* [Task requirements]: Look below for the lines from the one with "TARGET = large tree" to the one with "TARGET = dark car", and copy exactly those lines, both ends included.

Image-grounded pointing data
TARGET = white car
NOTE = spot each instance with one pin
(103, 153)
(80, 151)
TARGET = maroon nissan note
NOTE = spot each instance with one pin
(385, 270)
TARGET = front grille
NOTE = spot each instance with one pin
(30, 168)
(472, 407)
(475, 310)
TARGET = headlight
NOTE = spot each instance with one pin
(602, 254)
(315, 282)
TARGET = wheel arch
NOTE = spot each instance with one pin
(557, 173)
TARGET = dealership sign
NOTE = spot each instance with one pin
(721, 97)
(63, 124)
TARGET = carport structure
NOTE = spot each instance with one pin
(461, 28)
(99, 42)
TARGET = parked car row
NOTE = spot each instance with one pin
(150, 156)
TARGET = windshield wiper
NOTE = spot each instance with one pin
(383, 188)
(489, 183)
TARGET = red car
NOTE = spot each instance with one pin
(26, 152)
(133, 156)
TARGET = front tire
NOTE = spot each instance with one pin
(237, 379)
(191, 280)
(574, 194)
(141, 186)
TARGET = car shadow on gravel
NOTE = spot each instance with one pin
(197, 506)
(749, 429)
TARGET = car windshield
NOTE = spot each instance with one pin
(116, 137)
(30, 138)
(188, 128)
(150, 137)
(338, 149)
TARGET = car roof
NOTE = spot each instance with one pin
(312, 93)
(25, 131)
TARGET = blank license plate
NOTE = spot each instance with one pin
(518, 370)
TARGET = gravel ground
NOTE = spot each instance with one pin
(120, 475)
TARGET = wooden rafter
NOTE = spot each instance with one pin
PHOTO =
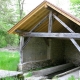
(52, 35)
(70, 30)
(26, 42)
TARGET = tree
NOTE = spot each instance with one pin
(9, 16)
(75, 7)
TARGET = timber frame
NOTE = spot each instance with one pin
(72, 35)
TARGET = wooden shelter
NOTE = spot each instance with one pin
(49, 36)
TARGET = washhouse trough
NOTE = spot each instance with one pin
(49, 37)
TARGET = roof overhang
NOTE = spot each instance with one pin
(42, 10)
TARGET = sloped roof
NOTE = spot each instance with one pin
(42, 10)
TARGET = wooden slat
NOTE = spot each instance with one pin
(39, 23)
(26, 42)
(53, 35)
(59, 20)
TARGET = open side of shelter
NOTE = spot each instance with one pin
(49, 36)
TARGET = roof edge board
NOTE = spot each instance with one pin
(64, 13)
(43, 4)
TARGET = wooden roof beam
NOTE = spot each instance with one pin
(52, 35)
(70, 30)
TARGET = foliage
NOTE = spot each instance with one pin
(8, 60)
(9, 16)
(75, 7)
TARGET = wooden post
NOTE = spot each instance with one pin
(21, 51)
(50, 22)
(49, 31)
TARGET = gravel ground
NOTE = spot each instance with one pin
(10, 49)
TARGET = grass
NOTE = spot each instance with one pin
(73, 78)
(9, 60)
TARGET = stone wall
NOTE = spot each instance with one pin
(35, 65)
(35, 50)
(71, 53)
(57, 51)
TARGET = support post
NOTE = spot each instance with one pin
(21, 51)
(50, 22)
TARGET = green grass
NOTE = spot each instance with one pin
(9, 60)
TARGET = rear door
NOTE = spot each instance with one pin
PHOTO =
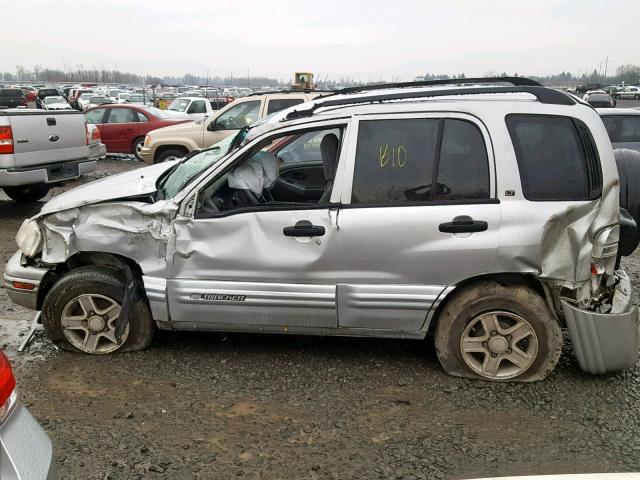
(119, 129)
(419, 214)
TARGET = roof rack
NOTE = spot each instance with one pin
(543, 94)
(515, 81)
(306, 90)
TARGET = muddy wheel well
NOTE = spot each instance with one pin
(503, 279)
(83, 259)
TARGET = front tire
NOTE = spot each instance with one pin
(500, 333)
(136, 148)
(80, 312)
(27, 193)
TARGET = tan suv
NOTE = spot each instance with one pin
(176, 141)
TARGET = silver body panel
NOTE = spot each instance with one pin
(34, 132)
(25, 449)
(30, 175)
(284, 280)
(15, 272)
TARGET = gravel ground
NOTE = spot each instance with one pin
(208, 405)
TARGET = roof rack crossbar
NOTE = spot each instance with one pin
(515, 81)
(543, 94)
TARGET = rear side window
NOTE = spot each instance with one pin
(407, 161)
(281, 104)
(623, 128)
(95, 116)
(556, 157)
(121, 115)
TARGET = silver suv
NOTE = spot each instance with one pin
(484, 213)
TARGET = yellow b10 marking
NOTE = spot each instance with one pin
(392, 156)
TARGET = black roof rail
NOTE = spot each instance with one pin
(515, 81)
(543, 94)
(306, 90)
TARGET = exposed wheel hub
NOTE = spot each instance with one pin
(498, 344)
(96, 323)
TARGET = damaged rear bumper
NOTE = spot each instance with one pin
(606, 342)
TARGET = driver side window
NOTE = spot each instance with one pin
(266, 175)
(239, 116)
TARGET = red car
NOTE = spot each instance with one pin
(123, 127)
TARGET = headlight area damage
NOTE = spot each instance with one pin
(579, 261)
(134, 230)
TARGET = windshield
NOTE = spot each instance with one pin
(179, 104)
(185, 171)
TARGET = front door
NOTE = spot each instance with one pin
(243, 271)
(420, 217)
(268, 264)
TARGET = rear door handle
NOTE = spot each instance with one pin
(303, 228)
(463, 224)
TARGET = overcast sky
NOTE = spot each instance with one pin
(363, 39)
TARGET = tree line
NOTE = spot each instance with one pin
(629, 74)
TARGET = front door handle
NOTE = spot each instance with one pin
(303, 228)
(463, 224)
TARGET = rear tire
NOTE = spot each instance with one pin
(27, 193)
(171, 154)
(68, 323)
(499, 333)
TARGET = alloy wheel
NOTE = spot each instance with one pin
(89, 323)
(499, 345)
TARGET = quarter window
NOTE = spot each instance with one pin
(623, 128)
(95, 116)
(197, 107)
(556, 158)
(121, 115)
(408, 161)
(239, 116)
(281, 104)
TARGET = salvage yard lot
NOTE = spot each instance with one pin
(212, 405)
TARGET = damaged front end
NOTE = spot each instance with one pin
(114, 222)
(580, 266)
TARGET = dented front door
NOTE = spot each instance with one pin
(242, 271)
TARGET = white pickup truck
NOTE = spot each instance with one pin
(40, 148)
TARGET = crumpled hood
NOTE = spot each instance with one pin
(128, 184)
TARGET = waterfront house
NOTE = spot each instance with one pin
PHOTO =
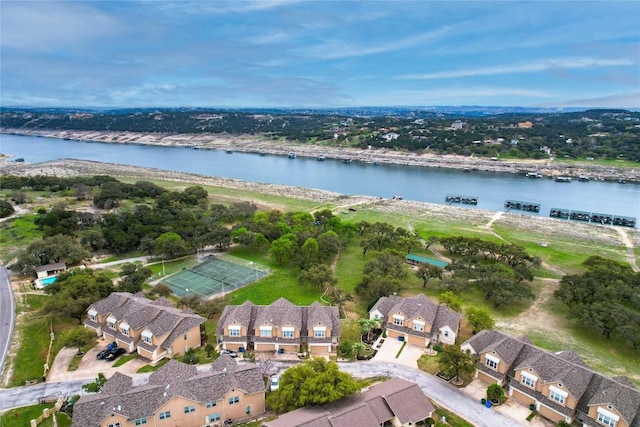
(155, 329)
(177, 394)
(559, 385)
(279, 327)
(417, 319)
(394, 402)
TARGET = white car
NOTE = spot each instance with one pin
(275, 382)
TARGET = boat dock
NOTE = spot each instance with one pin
(593, 217)
(523, 206)
(466, 200)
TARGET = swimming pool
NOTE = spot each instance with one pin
(48, 280)
(420, 259)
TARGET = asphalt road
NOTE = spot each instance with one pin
(29, 395)
(7, 314)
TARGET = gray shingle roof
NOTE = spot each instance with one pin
(173, 379)
(623, 397)
(279, 313)
(240, 314)
(585, 385)
(395, 397)
(419, 305)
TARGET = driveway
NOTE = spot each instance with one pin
(89, 366)
(389, 350)
(441, 393)
(478, 389)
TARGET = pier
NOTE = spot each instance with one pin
(523, 206)
(466, 200)
(593, 217)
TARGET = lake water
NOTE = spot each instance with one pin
(356, 178)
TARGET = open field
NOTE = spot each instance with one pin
(567, 246)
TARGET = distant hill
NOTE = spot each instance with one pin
(494, 132)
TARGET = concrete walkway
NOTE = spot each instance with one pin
(389, 350)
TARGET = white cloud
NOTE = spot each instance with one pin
(531, 67)
(46, 26)
(337, 49)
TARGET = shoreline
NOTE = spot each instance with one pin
(546, 228)
(261, 145)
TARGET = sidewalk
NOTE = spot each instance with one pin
(511, 408)
(389, 350)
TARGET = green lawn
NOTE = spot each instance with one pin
(21, 417)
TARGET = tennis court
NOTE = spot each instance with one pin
(212, 276)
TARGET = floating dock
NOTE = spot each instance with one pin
(522, 206)
(466, 200)
(563, 179)
(593, 217)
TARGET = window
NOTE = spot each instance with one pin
(319, 331)
(558, 397)
(492, 361)
(606, 420)
(528, 380)
(265, 331)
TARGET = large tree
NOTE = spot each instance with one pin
(314, 382)
(479, 318)
(455, 362)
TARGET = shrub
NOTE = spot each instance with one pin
(495, 393)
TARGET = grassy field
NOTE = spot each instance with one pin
(22, 417)
(565, 251)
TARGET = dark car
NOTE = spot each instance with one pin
(229, 352)
(114, 354)
(103, 354)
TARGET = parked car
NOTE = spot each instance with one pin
(103, 354)
(274, 383)
(114, 354)
(229, 352)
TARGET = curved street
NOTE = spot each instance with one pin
(7, 311)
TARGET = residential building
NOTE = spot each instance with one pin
(155, 329)
(395, 402)
(559, 385)
(176, 394)
(280, 326)
(417, 319)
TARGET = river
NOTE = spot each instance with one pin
(411, 182)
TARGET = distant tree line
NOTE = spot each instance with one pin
(598, 134)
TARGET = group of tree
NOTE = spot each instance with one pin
(312, 383)
(606, 134)
(605, 298)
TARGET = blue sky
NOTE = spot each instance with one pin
(275, 53)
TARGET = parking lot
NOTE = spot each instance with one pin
(89, 366)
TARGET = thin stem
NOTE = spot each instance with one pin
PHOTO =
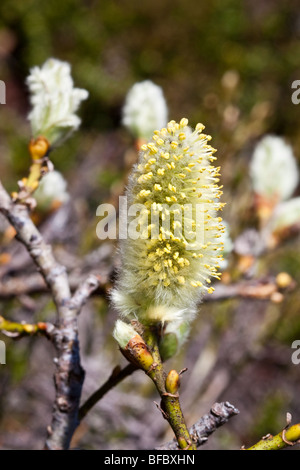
(288, 437)
(170, 404)
(116, 377)
(17, 330)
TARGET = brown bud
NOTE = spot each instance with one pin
(172, 382)
(138, 353)
(38, 148)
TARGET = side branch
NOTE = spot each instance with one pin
(69, 374)
(218, 415)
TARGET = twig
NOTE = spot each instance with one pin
(219, 414)
(289, 436)
(18, 330)
(170, 403)
(116, 377)
(69, 374)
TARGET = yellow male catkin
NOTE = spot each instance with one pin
(165, 271)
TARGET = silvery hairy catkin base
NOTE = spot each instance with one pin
(162, 278)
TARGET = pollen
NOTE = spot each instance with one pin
(177, 266)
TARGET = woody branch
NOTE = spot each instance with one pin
(69, 374)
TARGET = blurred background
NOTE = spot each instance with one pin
(228, 64)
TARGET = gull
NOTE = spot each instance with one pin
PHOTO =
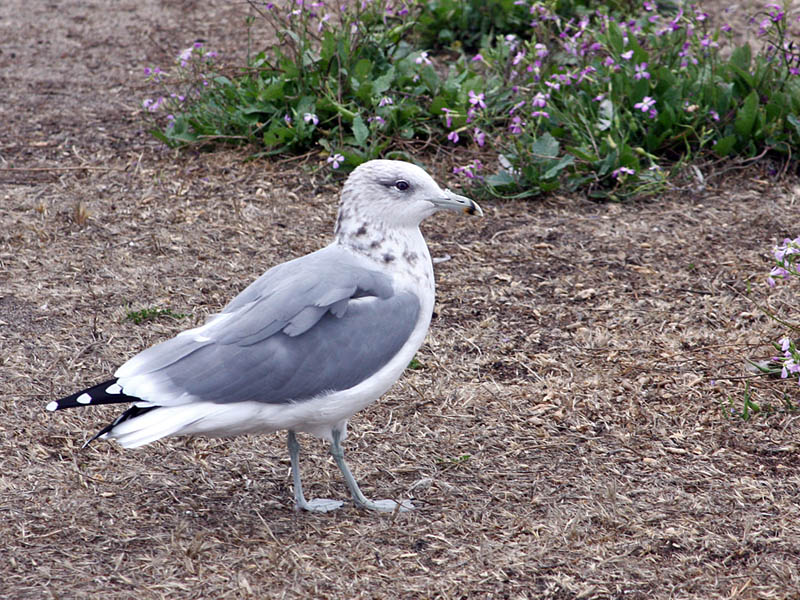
(305, 346)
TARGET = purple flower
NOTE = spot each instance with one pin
(480, 137)
(153, 105)
(469, 171)
(775, 12)
(516, 107)
(646, 104)
(622, 171)
(422, 58)
(477, 99)
(335, 160)
(448, 119)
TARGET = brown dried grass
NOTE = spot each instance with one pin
(565, 437)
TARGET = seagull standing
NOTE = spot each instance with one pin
(306, 345)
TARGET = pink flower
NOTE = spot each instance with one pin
(335, 160)
(480, 137)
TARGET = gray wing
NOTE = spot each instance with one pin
(320, 323)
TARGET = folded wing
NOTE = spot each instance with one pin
(295, 333)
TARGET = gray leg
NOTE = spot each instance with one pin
(358, 497)
(318, 505)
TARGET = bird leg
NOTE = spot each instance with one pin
(359, 498)
(317, 505)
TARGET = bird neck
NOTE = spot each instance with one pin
(402, 248)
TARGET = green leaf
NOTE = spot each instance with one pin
(606, 115)
(360, 130)
(741, 57)
(746, 116)
(430, 79)
(546, 146)
(384, 82)
(362, 70)
(615, 39)
(277, 135)
(501, 179)
(564, 162)
(795, 122)
(724, 145)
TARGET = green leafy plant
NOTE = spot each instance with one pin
(625, 100)
(557, 94)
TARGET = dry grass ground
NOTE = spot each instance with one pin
(565, 438)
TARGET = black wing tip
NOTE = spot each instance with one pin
(107, 392)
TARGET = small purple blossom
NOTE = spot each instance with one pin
(469, 171)
(335, 160)
(477, 99)
(448, 118)
(516, 107)
(646, 105)
(616, 173)
(153, 105)
(422, 58)
(479, 136)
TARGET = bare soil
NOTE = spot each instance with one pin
(568, 435)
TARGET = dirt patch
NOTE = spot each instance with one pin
(567, 436)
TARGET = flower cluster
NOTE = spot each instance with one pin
(193, 71)
(789, 360)
(787, 257)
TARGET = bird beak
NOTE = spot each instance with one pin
(452, 201)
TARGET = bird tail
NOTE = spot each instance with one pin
(108, 392)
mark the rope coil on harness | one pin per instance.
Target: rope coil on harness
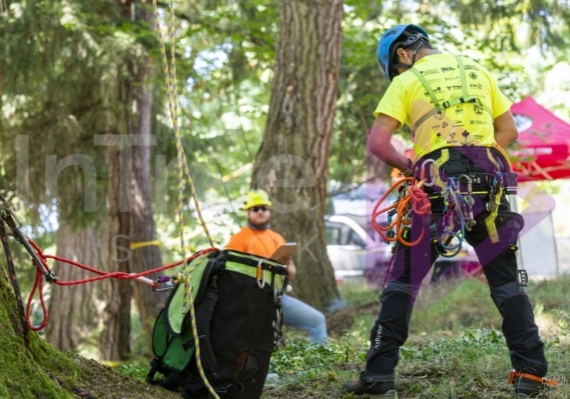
(411, 199)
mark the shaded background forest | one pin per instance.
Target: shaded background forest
(260, 92)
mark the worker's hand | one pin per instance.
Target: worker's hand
(291, 268)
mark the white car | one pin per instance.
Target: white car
(357, 251)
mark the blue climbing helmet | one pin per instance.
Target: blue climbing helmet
(394, 38)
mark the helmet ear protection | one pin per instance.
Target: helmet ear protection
(394, 38)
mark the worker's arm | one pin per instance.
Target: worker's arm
(380, 143)
(505, 129)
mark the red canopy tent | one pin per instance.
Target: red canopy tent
(542, 150)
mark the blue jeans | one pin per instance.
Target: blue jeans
(300, 315)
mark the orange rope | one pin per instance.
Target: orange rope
(415, 199)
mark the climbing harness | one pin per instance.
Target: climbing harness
(456, 190)
(411, 198)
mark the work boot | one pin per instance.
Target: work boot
(375, 386)
(528, 385)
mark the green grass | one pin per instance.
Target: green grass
(455, 348)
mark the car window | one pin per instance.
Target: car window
(354, 239)
(333, 234)
(342, 234)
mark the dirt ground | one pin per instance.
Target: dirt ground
(103, 382)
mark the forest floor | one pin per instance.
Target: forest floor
(102, 382)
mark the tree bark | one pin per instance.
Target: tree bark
(72, 309)
(143, 228)
(131, 218)
(292, 162)
(115, 337)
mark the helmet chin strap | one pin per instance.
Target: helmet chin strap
(419, 44)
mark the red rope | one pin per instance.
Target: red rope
(38, 283)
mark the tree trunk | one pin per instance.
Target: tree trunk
(72, 309)
(292, 162)
(131, 218)
(147, 255)
(115, 337)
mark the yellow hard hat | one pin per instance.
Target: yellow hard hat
(256, 198)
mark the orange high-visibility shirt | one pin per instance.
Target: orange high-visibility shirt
(257, 242)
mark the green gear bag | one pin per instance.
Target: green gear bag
(237, 302)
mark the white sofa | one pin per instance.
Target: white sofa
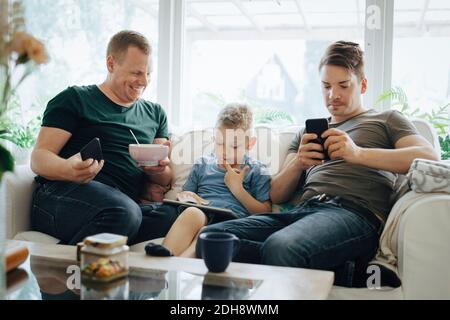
(423, 237)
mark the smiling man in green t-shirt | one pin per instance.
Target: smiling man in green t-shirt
(76, 198)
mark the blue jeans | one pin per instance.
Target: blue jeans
(71, 211)
(314, 235)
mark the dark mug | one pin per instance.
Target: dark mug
(218, 248)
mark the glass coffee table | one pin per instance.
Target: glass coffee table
(52, 273)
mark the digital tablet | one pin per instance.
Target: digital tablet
(219, 214)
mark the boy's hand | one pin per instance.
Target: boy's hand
(234, 178)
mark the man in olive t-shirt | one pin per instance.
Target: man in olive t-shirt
(344, 200)
(77, 198)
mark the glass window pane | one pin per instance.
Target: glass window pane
(270, 61)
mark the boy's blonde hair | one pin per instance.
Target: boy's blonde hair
(235, 116)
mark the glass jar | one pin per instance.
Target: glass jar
(104, 257)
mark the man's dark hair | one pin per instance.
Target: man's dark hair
(345, 54)
(120, 42)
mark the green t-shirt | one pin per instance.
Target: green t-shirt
(87, 113)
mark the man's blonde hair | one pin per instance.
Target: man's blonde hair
(235, 116)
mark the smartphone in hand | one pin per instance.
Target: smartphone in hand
(318, 126)
(92, 150)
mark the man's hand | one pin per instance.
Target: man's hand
(234, 178)
(82, 171)
(162, 164)
(341, 146)
(309, 154)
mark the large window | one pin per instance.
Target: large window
(264, 52)
(421, 52)
(76, 33)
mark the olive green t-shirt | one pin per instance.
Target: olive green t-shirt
(86, 113)
(368, 187)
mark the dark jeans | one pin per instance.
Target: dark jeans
(315, 235)
(71, 211)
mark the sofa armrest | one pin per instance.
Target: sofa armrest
(15, 199)
(423, 248)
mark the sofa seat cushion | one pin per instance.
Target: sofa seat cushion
(35, 236)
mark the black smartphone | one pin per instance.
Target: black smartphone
(92, 150)
(318, 126)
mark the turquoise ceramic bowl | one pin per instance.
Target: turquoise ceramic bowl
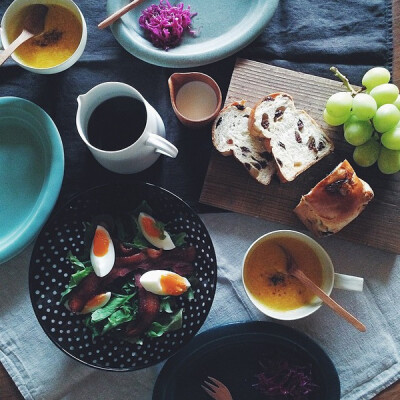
(224, 27)
(31, 172)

* [Response to the task]:
TARGET = large tree
NOTE = spot each instance with one pin
(314, 382)
(479, 318)
(455, 362)
TARGET = shrub
NOTE = spot each instance with one pin
(495, 393)
TARGET = grassy field
NOTE = spot each instance with one pin
(22, 417)
(565, 251)
TARGET = dark car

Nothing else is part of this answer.